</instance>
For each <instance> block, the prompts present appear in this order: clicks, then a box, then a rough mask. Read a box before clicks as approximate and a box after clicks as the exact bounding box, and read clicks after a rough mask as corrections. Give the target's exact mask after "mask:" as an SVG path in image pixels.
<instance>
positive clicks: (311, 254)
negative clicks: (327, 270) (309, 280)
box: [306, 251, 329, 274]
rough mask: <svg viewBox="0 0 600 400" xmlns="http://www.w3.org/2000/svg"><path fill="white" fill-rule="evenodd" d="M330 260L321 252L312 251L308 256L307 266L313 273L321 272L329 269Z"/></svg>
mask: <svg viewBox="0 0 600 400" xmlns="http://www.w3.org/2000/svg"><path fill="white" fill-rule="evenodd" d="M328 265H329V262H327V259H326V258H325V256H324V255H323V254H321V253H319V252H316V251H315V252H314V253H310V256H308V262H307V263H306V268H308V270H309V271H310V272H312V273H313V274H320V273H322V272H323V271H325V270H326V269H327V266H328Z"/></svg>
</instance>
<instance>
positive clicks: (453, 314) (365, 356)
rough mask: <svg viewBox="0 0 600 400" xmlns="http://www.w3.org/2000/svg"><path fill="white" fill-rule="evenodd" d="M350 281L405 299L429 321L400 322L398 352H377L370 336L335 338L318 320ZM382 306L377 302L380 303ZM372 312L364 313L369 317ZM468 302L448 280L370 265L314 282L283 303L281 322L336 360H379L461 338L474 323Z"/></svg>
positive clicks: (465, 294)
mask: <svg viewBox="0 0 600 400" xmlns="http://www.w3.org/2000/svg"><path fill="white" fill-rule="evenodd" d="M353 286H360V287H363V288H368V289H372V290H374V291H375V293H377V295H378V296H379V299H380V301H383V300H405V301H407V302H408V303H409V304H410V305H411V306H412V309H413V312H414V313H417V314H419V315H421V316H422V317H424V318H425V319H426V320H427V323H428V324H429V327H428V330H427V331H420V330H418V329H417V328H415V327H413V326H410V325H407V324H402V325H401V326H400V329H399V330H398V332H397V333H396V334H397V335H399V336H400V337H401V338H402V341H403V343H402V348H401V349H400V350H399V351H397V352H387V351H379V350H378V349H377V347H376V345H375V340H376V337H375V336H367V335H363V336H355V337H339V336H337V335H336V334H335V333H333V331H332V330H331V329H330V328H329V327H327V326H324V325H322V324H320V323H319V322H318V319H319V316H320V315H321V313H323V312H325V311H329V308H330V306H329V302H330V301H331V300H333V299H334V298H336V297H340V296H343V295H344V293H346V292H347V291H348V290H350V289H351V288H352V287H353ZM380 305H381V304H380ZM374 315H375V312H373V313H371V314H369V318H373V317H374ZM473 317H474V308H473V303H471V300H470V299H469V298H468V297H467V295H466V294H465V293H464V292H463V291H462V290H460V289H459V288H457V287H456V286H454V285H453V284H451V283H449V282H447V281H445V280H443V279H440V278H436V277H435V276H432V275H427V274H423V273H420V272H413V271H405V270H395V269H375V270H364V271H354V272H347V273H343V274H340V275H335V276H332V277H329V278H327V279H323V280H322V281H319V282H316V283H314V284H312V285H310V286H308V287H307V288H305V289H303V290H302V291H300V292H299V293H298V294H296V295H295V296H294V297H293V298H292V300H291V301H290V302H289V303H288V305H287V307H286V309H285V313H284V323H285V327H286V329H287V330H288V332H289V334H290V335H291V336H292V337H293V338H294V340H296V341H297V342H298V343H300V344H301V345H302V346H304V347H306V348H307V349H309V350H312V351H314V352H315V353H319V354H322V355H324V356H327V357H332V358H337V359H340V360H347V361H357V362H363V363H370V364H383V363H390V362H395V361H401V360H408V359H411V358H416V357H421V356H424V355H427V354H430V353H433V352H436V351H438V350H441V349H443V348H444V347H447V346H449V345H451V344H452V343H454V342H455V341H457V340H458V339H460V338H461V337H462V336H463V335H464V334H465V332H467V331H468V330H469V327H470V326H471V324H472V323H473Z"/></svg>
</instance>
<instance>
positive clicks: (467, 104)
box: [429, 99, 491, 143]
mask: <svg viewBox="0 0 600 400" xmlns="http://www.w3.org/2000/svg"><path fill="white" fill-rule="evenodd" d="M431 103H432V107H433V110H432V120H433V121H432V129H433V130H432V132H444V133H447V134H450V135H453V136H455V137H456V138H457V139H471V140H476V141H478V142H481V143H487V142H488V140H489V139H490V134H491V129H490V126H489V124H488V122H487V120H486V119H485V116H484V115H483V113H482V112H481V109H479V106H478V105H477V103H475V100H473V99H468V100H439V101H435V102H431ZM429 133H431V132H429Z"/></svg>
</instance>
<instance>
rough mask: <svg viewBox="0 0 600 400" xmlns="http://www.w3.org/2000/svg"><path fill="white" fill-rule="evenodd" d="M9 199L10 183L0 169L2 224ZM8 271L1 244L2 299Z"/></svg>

------------------------------------------------------------------------

### WHAT YOU NEED TO DO:
Each line from the beginning of the entries to the line with "positive clicks: (311, 254)" must be repeated exactly, with both end lines kept and no other lines given.

### RESULT OF THE EXERCISE:
</instance>
For each <instance> block, the prompts present appear in this order: clicks, then a box, then a rough mask. Read a box before clicks as approximate and a box after clicks as the exact bounding box, and read clicks after a rough mask as corrections. Give the target's exact mask after "mask:" as an SVG path in image pixels.
<instance>
positive clicks: (311, 254)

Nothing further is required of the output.